WHAT THE TASK REQUIRES: Retype the entries exactly, but skip the pictures.

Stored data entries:
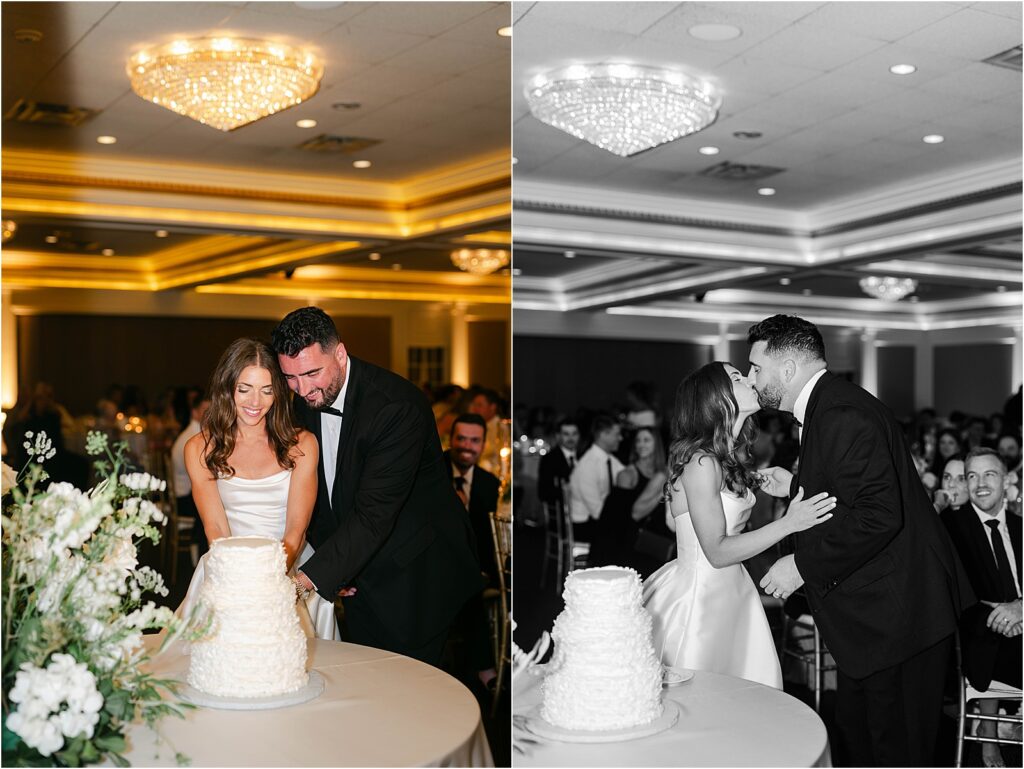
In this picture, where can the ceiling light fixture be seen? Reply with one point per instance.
(224, 82)
(902, 69)
(888, 289)
(479, 261)
(622, 108)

ANSWER AREA:
In this picture, where can the ceiling light fixture be seen? Reply with one point per instance.
(224, 82)
(902, 69)
(888, 289)
(479, 261)
(622, 108)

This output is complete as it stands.